(Stored data)
=== Section Start ===
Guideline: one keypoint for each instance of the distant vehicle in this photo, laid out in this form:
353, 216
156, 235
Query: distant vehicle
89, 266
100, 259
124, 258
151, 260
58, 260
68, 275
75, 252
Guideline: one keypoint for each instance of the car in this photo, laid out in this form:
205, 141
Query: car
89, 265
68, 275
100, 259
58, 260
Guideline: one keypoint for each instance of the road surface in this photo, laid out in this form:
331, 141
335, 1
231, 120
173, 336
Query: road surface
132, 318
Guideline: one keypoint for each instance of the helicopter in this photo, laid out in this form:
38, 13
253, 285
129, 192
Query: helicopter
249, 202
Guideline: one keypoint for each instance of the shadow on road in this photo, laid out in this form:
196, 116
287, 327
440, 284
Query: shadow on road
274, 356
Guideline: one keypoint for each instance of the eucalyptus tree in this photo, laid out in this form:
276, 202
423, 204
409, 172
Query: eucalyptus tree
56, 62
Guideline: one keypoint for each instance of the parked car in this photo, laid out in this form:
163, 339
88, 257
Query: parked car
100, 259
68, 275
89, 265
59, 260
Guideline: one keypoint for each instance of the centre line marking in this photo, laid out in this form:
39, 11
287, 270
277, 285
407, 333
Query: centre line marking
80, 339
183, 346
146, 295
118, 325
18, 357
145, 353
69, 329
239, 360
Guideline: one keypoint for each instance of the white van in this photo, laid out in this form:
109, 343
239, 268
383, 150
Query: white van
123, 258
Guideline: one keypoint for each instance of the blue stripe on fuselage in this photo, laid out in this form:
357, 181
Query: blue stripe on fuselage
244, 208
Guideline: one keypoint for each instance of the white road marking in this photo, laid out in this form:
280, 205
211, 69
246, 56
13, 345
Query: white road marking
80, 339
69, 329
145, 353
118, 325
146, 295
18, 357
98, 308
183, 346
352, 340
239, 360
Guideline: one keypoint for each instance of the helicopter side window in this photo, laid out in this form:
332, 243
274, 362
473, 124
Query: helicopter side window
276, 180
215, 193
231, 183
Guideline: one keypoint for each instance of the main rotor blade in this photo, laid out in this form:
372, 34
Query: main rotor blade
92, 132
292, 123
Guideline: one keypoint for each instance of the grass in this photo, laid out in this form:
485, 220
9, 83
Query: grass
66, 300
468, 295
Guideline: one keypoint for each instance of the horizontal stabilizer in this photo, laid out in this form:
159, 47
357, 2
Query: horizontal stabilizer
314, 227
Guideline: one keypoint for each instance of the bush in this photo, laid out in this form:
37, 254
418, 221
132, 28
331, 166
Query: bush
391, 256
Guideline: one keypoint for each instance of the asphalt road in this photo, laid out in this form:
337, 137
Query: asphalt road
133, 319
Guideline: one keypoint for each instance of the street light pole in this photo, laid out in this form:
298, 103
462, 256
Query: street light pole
=== Section End ===
**Brief**
Every line above that holds the word "pole" is to be found and copied.

**Answer to this problem**
Guideline: one keypoint for each instance of the street light pole in this photo, laid out in this form:
Query: street light pole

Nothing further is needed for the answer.